Look for the line containing "Target: crew cab door" in the records below. Then output it and all the lines that follow, exactly and without any others.
┌──
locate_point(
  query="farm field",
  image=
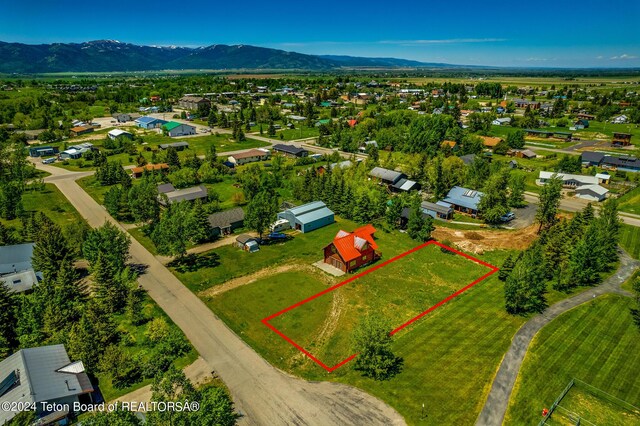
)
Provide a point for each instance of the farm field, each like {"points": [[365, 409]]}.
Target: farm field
{"points": [[399, 291], [51, 202], [596, 343], [450, 355]]}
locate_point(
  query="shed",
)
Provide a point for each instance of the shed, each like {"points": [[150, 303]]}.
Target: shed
{"points": [[224, 222], [309, 216]]}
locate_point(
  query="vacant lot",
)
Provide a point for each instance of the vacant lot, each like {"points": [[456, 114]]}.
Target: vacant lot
{"points": [[596, 343], [399, 291]]}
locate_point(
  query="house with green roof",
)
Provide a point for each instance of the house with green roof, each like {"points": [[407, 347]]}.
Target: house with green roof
{"points": [[173, 129]]}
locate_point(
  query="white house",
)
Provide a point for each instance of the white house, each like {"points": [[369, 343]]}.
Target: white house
{"points": [[117, 133]]}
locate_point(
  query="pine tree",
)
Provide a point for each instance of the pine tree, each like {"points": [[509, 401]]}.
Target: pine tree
{"points": [[8, 322]]}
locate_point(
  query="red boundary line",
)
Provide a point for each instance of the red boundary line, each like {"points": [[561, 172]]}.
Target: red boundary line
{"points": [[266, 320]]}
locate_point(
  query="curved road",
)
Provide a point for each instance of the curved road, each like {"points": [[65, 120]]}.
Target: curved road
{"points": [[495, 407], [263, 395]]}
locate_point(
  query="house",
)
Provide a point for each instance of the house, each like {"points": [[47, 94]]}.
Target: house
{"points": [[37, 376], [592, 192], [351, 250], [122, 117], [621, 139], [490, 142], [80, 130], [522, 153], [308, 217], [365, 146], [290, 150], [119, 133], [568, 180], [178, 146], [603, 178], [249, 157], [386, 176], [405, 185], [16, 271], [193, 102], [224, 222], [42, 151], [439, 210], [137, 172], [76, 151], [170, 195], [174, 129], [148, 123], [463, 200], [247, 243], [505, 121], [590, 158], [625, 163]]}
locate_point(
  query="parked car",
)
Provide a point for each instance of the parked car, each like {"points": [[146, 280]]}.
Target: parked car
{"points": [[508, 217]]}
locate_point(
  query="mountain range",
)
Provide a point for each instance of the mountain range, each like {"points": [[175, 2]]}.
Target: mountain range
{"points": [[115, 56]]}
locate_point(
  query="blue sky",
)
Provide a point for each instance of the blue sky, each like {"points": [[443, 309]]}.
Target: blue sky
{"points": [[543, 33]]}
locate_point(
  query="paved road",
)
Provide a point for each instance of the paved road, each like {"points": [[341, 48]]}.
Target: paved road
{"points": [[262, 394], [576, 204], [495, 407]]}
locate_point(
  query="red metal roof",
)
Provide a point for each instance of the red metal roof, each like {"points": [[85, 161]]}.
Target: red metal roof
{"points": [[347, 243]]}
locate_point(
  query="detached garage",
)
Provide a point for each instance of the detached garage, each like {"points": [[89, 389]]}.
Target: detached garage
{"points": [[309, 216]]}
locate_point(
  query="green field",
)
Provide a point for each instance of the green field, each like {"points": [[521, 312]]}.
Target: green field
{"points": [[630, 202], [51, 202], [450, 356], [399, 291], [596, 342], [630, 240], [592, 406]]}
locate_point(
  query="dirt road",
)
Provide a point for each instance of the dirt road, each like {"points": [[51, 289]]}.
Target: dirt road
{"points": [[263, 395]]}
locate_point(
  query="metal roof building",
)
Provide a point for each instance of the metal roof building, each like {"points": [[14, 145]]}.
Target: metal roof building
{"points": [[463, 199], [16, 271], [309, 216], [42, 374]]}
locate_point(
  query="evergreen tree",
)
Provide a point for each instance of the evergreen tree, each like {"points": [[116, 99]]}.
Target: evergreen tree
{"points": [[550, 195], [8, 321], [525, 286]]}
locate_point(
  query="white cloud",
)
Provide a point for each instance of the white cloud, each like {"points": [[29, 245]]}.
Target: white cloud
{"points": [[623, 57]]}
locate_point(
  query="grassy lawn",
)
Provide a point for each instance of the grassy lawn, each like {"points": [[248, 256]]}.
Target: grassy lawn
{"points": [[428, 276], [630, 202], [139, 346], [630, 240], [596, 343], [51, 202], [450, 355]]}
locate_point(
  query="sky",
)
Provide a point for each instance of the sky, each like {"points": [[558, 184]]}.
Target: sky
{"points": [[542, 33]]}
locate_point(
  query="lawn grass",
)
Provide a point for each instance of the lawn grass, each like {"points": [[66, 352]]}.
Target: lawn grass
{"points": [[592, 408], [596, 343], [630, 240], [399, 292], [450, 355], [630, 202], [51, 202], [141, 348]]}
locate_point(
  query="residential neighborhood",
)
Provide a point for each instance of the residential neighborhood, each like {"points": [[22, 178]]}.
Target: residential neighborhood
{"points": [[433, 226]]}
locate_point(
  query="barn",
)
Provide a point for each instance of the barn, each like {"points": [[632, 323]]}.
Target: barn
{"points": [[351, 250], [308, 217]]}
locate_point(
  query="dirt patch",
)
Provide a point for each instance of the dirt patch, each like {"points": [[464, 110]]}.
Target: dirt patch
{"points": [[263, 273], [478, 242]]}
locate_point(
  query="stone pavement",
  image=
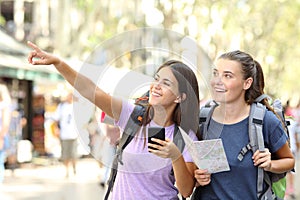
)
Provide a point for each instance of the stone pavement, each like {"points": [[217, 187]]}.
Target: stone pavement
{"points": [[31, 182]]}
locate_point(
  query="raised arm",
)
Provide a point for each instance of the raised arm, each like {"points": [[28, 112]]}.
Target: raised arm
{"points": [[86, 87]]}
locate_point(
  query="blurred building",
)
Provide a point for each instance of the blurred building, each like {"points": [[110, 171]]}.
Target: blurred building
{"points": [[26, 84]]}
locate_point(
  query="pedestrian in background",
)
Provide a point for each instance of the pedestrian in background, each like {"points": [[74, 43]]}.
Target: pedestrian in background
{"points": [[173, 101], [67, 133], [5, 118]]}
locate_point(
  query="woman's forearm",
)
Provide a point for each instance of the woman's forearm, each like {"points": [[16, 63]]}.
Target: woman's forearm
{"points": [[183, 172]]}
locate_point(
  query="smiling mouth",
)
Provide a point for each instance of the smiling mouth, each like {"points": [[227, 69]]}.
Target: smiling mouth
{"points": [[155, 94], [220, 90]]}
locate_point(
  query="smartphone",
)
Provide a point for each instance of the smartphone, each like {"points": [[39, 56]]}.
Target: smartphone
{"points": [[155, 132]]}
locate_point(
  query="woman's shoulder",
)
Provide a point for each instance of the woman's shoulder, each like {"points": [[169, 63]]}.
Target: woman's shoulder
{"points": [[270, 117]]}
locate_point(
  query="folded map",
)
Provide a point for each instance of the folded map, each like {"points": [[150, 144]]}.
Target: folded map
{"points": [[207, 154]]}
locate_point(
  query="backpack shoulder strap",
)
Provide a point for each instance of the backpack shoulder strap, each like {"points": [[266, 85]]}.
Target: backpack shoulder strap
{"points": [[130, 130], [257, 113], [205, 116], [178, 139]]}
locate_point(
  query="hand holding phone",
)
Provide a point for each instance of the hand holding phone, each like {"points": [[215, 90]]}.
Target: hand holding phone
{"points": [[155, 132]]}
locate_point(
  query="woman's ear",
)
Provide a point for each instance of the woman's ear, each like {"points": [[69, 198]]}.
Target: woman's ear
{"points": [[248, 82], [180, 98]]}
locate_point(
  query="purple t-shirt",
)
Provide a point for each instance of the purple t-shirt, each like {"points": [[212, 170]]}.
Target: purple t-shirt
{"points": [[144, 175]]}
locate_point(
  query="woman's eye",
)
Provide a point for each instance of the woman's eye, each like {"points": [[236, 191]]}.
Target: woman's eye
{"points": [[166, 83], [227, 76]]}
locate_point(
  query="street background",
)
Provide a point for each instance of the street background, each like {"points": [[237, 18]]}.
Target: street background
{"points": [[48, 182]]}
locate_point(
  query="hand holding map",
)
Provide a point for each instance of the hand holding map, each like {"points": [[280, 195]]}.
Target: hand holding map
{"points": [[207, 154]]}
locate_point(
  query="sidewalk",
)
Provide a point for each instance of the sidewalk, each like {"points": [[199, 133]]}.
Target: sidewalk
{"points": [[49, 183]]}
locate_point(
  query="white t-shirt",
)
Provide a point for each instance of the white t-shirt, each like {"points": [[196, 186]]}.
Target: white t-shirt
{"points": [[65, 116]]}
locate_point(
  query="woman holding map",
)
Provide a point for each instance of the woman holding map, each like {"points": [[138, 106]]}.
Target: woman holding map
{"points": [[236, 82]]}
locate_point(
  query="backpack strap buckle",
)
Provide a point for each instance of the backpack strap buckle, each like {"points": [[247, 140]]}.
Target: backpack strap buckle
{"points": [[243, 151]]}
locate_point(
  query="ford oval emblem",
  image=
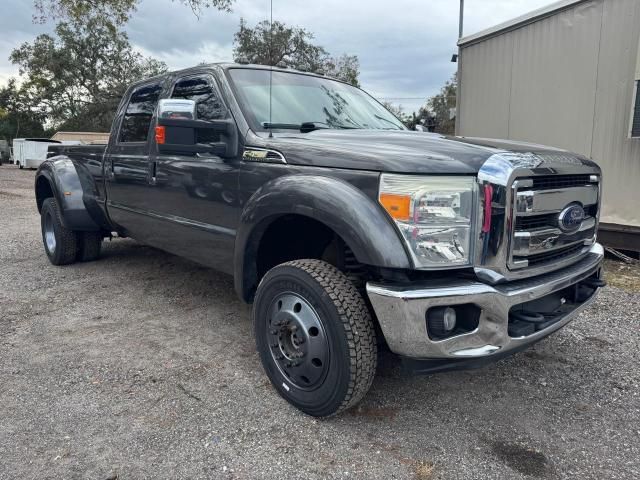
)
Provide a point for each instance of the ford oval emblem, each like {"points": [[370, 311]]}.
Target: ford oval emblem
{"points": [[571, 218]]}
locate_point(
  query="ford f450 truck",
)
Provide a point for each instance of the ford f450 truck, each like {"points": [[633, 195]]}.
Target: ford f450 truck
{"points": [[346, 231]]}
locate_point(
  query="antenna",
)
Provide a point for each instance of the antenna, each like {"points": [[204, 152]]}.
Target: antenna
{"points": [[271, 71]]}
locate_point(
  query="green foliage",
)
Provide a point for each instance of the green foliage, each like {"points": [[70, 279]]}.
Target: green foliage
{"points": [[442, 106], [345, 67], [116, 11], [76, 79], [281, 45]]}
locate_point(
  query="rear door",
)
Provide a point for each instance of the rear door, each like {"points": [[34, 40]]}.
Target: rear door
{"points": [[127, 163], [196, 194]]}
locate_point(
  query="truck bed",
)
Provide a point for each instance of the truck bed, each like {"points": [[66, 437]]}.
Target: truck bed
{"points": [[76, 150]]}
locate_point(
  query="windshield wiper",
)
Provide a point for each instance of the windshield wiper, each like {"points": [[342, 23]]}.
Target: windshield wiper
{"points": [[388, 121], [305, 127]]}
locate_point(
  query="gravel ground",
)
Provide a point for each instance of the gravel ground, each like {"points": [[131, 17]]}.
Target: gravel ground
{"points": [[142, 365]]}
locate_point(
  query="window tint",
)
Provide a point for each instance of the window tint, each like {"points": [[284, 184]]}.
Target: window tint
{"points": [[137, 118], [208, 104]]}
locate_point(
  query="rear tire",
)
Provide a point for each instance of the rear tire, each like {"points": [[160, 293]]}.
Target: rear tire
{"points": [[89, 244], [315, 336], [60, 243]]}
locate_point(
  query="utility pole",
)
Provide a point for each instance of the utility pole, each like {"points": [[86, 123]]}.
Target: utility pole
{"points": [[461, 22]]}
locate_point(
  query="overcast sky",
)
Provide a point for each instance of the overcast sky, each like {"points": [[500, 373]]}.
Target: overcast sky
{"points": [[404, 46]]}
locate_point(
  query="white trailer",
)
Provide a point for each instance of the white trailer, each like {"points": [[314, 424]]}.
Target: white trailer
{"points": [[31, 152]]}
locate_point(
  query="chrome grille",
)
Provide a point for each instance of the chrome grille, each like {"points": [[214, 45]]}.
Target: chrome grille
{"points": [[538, 236], [554, 181]]}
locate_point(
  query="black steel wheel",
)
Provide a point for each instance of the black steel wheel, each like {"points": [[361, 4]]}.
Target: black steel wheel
{"points": [[315, 336], [60, 243]]}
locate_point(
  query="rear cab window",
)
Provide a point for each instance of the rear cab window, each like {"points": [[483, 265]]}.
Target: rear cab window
{"points": [[136, 121], [202, 89]]}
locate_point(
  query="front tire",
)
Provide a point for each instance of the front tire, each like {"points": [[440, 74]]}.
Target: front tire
{"points": [[60, 243], [315, 336]]}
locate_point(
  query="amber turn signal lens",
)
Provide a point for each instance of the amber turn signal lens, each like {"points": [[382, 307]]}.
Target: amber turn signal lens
{"points": [[160, 135], [398, 206]]}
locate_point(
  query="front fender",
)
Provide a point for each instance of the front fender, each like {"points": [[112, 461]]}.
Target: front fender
{"points": [[357, 219], [64, 183]]}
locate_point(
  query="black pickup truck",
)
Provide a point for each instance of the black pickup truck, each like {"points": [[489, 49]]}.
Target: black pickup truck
{"points": [[346, 231]]}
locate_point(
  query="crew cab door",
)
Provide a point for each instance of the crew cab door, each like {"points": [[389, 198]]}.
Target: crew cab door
{"points": [[196, 194], [127, 163]]}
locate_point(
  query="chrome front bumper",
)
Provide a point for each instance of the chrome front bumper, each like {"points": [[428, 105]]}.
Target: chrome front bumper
{"points": [[401, 311]]}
└──
**REPLY TO THE EXERCISE**
Target: crew cab door
{"points": [[196, 194], [127, 163]]}
locate_point(
  query="chrome front bumper",
)
Provide a point for each instance of the chrome front bumper, each like {"points": [[428, 105]]}.
Target: chrome front bumper
{"points": [[401, 311]]}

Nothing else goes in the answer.